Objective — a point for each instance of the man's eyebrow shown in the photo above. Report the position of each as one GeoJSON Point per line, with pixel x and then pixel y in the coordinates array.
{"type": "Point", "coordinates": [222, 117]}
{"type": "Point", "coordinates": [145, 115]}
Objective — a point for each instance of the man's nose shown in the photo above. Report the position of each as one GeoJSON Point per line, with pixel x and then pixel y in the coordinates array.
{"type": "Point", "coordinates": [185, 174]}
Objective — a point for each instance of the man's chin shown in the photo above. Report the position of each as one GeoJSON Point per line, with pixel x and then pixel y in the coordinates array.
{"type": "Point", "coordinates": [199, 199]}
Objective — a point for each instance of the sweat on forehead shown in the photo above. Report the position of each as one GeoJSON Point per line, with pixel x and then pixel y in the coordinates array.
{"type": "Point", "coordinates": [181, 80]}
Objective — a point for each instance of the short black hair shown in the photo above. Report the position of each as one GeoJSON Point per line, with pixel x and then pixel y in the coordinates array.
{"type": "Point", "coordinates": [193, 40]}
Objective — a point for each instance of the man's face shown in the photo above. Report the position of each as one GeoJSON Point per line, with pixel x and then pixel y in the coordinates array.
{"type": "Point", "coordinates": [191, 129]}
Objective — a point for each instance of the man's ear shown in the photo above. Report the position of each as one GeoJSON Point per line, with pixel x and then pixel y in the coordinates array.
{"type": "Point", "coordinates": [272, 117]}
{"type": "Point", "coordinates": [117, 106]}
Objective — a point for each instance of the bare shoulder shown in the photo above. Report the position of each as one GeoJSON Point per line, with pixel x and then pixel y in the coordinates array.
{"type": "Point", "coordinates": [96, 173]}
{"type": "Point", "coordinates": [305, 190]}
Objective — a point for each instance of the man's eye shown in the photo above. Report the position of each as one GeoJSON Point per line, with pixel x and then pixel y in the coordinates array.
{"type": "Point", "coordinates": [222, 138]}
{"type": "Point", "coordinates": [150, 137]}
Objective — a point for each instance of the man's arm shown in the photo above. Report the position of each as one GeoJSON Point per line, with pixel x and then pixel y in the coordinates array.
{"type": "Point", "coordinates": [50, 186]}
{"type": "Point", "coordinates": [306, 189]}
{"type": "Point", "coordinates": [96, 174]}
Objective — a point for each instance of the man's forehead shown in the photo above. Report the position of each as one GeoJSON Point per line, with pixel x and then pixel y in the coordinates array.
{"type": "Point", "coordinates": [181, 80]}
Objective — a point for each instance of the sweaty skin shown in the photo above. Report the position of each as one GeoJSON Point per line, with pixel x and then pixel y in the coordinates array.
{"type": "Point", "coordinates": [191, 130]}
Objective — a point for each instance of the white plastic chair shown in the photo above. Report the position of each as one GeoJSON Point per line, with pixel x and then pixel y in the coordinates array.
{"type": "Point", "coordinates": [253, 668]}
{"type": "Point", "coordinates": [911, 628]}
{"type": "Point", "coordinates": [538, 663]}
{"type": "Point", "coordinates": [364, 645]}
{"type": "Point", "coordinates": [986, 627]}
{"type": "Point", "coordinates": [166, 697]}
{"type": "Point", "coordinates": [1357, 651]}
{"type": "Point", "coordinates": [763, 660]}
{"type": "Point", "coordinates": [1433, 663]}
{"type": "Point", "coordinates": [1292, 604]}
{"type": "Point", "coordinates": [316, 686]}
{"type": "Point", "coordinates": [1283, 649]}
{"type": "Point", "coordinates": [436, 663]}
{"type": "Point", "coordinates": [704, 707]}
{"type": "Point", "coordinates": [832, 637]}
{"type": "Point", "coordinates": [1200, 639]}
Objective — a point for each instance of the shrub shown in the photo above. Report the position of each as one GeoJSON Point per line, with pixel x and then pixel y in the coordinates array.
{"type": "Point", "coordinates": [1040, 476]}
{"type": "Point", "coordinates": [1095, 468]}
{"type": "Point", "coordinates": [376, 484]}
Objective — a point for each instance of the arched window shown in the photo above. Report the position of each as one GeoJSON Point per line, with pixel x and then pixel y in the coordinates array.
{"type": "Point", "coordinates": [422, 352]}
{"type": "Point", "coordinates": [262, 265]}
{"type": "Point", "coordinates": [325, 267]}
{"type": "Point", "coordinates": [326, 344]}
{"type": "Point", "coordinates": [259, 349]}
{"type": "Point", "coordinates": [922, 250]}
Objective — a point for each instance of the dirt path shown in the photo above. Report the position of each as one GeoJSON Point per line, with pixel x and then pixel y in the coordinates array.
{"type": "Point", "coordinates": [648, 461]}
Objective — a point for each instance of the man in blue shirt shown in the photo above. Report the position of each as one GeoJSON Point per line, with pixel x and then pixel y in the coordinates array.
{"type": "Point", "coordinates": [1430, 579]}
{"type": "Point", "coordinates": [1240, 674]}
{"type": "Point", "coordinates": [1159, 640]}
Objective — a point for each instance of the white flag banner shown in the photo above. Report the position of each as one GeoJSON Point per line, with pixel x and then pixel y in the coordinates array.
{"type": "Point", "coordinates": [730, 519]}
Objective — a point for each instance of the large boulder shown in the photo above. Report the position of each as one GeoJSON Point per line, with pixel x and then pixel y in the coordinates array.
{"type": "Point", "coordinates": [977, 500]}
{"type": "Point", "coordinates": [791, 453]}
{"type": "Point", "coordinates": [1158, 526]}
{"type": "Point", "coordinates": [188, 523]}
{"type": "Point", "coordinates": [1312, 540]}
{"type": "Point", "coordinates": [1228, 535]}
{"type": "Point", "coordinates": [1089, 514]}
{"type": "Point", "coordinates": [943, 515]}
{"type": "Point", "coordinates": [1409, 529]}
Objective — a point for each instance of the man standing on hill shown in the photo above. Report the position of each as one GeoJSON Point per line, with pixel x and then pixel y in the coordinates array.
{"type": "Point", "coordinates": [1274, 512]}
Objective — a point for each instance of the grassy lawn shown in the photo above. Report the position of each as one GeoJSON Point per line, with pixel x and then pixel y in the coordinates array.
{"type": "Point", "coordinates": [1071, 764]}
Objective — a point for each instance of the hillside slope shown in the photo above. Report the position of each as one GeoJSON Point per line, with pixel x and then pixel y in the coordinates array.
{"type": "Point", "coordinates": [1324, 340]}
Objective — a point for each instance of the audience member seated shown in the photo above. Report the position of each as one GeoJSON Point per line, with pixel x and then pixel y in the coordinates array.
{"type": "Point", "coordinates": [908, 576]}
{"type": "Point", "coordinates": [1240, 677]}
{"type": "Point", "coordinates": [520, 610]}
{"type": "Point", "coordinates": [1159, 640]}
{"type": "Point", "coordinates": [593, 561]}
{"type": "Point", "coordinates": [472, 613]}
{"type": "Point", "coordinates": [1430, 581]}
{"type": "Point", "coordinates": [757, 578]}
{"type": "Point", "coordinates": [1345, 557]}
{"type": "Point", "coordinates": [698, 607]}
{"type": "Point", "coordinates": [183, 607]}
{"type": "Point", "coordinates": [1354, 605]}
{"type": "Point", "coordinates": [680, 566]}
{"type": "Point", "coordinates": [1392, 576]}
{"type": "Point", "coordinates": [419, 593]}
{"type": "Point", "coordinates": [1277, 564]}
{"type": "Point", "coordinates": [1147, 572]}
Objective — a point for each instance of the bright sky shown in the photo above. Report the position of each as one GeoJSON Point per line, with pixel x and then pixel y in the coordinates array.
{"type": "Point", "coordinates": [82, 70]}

Your goal
Recast the entire listing above as a JSON array of strings, one string per line, with blank lines omitted.

Result
[
  "Objective — a point for each instance of the man's eyebrow shown in the photo above. Report the position of each as one GeoJSON Point per line, with pixel x and then pixel y in the coordinates array.",
  "{\"type\": \"Point\", \"coordinates\": [222, 117]}",
  "{\"type\": \"Point\", \"coordinates\": [145, 115]}",
  "Objective — a point for each instance of the man's nose shown in the photo above. Report the position of each as one GeoJSON Point per line, with pixel x and then pixel y in the coordinates array.",
  "{\"type\": \"Point\", \"coordinates\": [185, 174]}",
  "Objective — a point for each instance of the man's chin shown in the photo above. Report the position of each as one GeoJSON Point per line, with pixel x and then pixel y in the coordinates array.",
  "{\"type\": \"Point\", \"coordinates\": [199, 199]}",
  "Objective — a point for each instance of the sweat on forehead shown in the photo above. Report the position of each as one GeoJSON Point per line, with pixel x and then pixel y in the coordinates array.",
  "{\"type\": \"Point\", \"coordinates\": [181, 80]}",
  "Objective — a point for each instance of the short black hair shown in the photo above. Report the position of each as one GeoJSON Point per line, with pixel x and then pixel y in the coordinates array.",
  "{\"type\": \"Point\", \"coordinates\": [193, 40]}",
  "Objective — a point for each instance of the man's face shown in the photo above. Report the position of each as one GeoJSON Point per line, with pixel x and then pixel y in the coordinates array.",
  "{\"type\": \"Point\", \"coordinates\": [191, 129]}",
  "Objective — a point for each instance of the man's ear shown in the photo above. Report the position of each as one GeoJSON Point per line, with pixel x and then pixel y in the coordinates array.",
  "{\"type\": \"Point\", \"coordinates\": [272, 117]}",
  "{\"type\": \"Point\", \"coordinates\": [117, 106]}",
  "Objective — a point for each instance of the bare shoulder shown in the photo above. Report the position of each as one GeoJSON Point per line, with pixel x and then pixel y in the coordinates array.",
  "{\"type\": \"Point\", \"coordinates\": [96, 173]}",
  "{\"type\": \"Point\", \"coordinates\": [305, 190]}",
  "Objective — a point for each instance of the man's eye shown in the photo above. Report the position of each as one GeoJSON Point per line, with pixel x and then pixel y in the coordinates array.",
  "{\"type\": \"Point\", \"coordinates\": [222, 138]}",
  "{\"type\": \"Point\", \"coordinates\": [150, 137]}",
  "Objective — a point for each instance of the man's arm shown in the photo above. Report the position of each as one GeoJSON Point per line, with pixel x and then pixel y in the coordinates array.",
  "{\"type\": \"Point\", \"coordinates\": [50, 186]}",
  "{\"type\": \"Point\", \"coordinates\": [306, 189]}",
  "{\"type\": \"Point\", \"coordinates\": [96, 174]}",
  "Objective — a point for each instance of the man's forehead shown in the photo above. Report the position of each as one GeoJSON Point per line, with pixel x and then pixel y in the coordinates array.",
  "{\"type\": \"Point\", \"coordinates\": [181, 80]}",
  "Objective — a point for each instance of the sweaty skin shown in the photo above. Report the position of each as one GeoJSON Point per line, with pixel x and then pixel y in the coordinates array.",
  "{\"type\": \"Point\", \"coordinates\": [191, 130]}",
  "Objective — a point for each instance of the white plastic chair shown in the photo above. Report the position of each as one GeoJSON Point per line, with pixel x and then pixel y in the coordinates array.",
  "{\"type\": \"Point\", \"coordinates\": [253, 668]}",
  "{\"type\": \"Point\", \"coordinates\": [911, 628]}",
  "{\"type\": \"Point\", \"coordinates\": [538, 663]}",
  "{\"type\": \"Point\", \"coordinates\": [364, 645]}",
  "{\"type\": \"Point\", \"coordinates\": [986, 627]}",
  "{\"type\": \"Point\", \"coordinates\": [166, 697]}",
  "{\"type\": \"Point\", \"coordinates\": [1357, 651]}",
  "{\"type\": \"Point\", \"coordinates\": [763, 660]}",
  "{\"type\": \"Point\", \"coordinates\": [1433, 663]}",
  "{\"type\": \"Point\", \"coordinates\": [1292, 604]}",
  "{\"type\": \"Point\", \"coordinates\": [316, 686]}",
  "{\"type\": \"Point\", \"coordinates\": [1283, 649]}",
  "{\"type\": \"Point\", \"coordinates\": [436, 663]}",
  "{\"type\": \"Point\", \"coordinates\": [704, 707]}",
  "{\"type\": \"Point\", \"coordinates\": [832, 637]}",
  "{\"type\": \"Point\", \"coordinates\": [1200, 639]}",
  "Objective — a point for each instance of the shrub shown in the photo above. Report the position of each as one GeoJSON Point per line, with pixel x and then pixel y in the coordinates array.",
  "{\"type\": \"Point\", \"coordinates\": [1040, 476]}",
  "{\"type\": \"Point\", \"coordinates\": [1095, 468]}",
  "{\"type\": \"Point\", \"coordinates\": [376, 484]}",
  "Objective — a point for each instance of the arched window shown in the photo above. Report the position of each as one GeoJSON Point per line, with pixel x and then pixel y in the coordinates array.",
  "{\"type\": \"Point\", \"coordinates\": [422, 352]}",
  "{\"type\": \"Point\", \"coordinates\": [262, 265]}",
  "{\"type\": \"Point\", \"coordinates\": [325, 267]}",
  "{\"type\": \"Point\", \"coordinates\": [326, 344]}",
  "{\"type\": \"Point\", \"coordinates\": [259, 349]}",
  "{\"type\": \"Point\", \"coordinates\": [922, 250]}",
  "Objective — a point for each instance of the dirt path shown in the photo above. Report the position of each as one GeoJSON Point per line, with pixel x and then pixel y in the coordinates array.",
  "{\"type\": \"Point\", \"coordinates\": [648, 461]}",
  "Objective — a point for each instance of the man in blue shirt shown in the photo above. Report the position of each as one GeoJSON Point per line, with pixel x and then pixel y in the coordinates array.",
  "{\"type\": \"Point\", \"coordinates\": [1430, 579]}",
  "{\"type\": \"Point\", \"coordinates\": [1240, 674]}",
  "{\"type\": \"Point\", \"coordinates\": [1159, 640]}",
  "Objective — a point for each instance of the white flag banner shown in the photo above. Report the position of each as one GeoJSON Point per line, with pixel x and then pixel y in the coordinates array.",
  "{\"type\": \"Point\", \"coordinates\": [730, 519]}",
  "Objective — a point for each instance of the large boulder shown in the photo above. Report the position of each as one GeoJSON Point per line, with pixel x and then pixel y in the coordinates array.",
  "{\"type\": \"Point\", \"coordinates\": [977, 500]}",
  "{\"type\": \"Point\", \"coordinates\": [791, 453]}",
  "{\"type\": \"Point\", \"coordinates\": [1158, 526]}",
  "{\"type\": \"Point\", \"coordinates\": [188, 523]}",
  "{\"type\": \"Point\", \"coordinates\": [1312, 540]}",
  "{\"type\": \"Point\", \"coordinates\": [1228, 535]}",
  "{\"type\": \"Point\", \"coordinates\": [1089, 514]}",
  "{\"type\": \"Point\", \"coordinates\": [943, 515]}",
  "{\"type\": \"Point\", \"coordinates\": [1409, 529]}",
  "Objective — a point for each instance of the man standing on hill shown in the photo above. Report the position of each as one GeoJSON Point per line, with pixel x and then pixel y in the coordinates array.",
  "{\"type\": \"Point\", \"coordinates\": [1274, 512]}",
  "Objective — a point for each instance of the grassy lawn shown in the photo above. Report the position of each as one GeoJSON Point per line, with pixel x and then pixel y in the coordinates array.",
  "{\"type\": \"Point\", \"coordinates\": [1071, 764]}",
  "Objective — a point for each instance of the hillside slope shown in the photo above. Report the position of each as one GeoJSON Point per line, with pixel x and then pixel y in the coordinates array.",
  "{\"type\": \"Point\", \"coordinates\": [1324, 340]}",
  "Objective — a point for each instance of the audience member seated shown in the photo above. Report the position of each as one GeoJSON Point per line, with pixel x and then pixel y in the coordinates array.",
  "{\"type\": \"Point\", \"coordinates\": [908, 576]}",
  "{\"type\": \"Point\", \"coordinates\": [1240, 677]}",
  "{\"type\": \"Point\", \"coordinates\": [520, 610]}",
  "{\"type\": \"Point\", \"coordinates\": [1159, 640]}",
  "{\"type\": \"Point\", \"coordinates\": [593, 561]}",
  "{\"type\": \"Point\", \"coordinates\": [472, 613]}",
  "{\"type\": \"Point\", \"coordinates\": [1430, 581]}",
  "{\"type\": \"Point\", \"coordinates\": [757, 578]}",
  "{\"type\": \"Point\", \"coordinates\": [1345, 557]}",
  "{\"type\": \"Point\", \"coordinates\": [698, 607]}",
  "{\"type\": \"Point\", \"coordinates\": [183, 607]}",
  "{\"type\": \"Point\", \"coordinates\": [1354, 605]}",
  "{\"type\": \"Point\", \"coordinates\": [680, 566]}",
  "{\"type\": \"Point\", \"coordinates\": [1392, 576]}",
  "{\"type\": \"Point\", \"coordinates\": [419, 593]}",
  "{\"type\": \"Point\", \"coordinates\": [1277, 564]}",
  "{\"type\": \"Point\", \"coordinates\": [1147, 572]}",
  "Objective — a point for each instance of the bright sky shown in the photo above. Report the position of each as one GeoJSON Point per line, with pixel x and then pixel y in the coordinates array.",
  "{\"type\": \"Point\", \"coordinates\": [82, 70]}"
]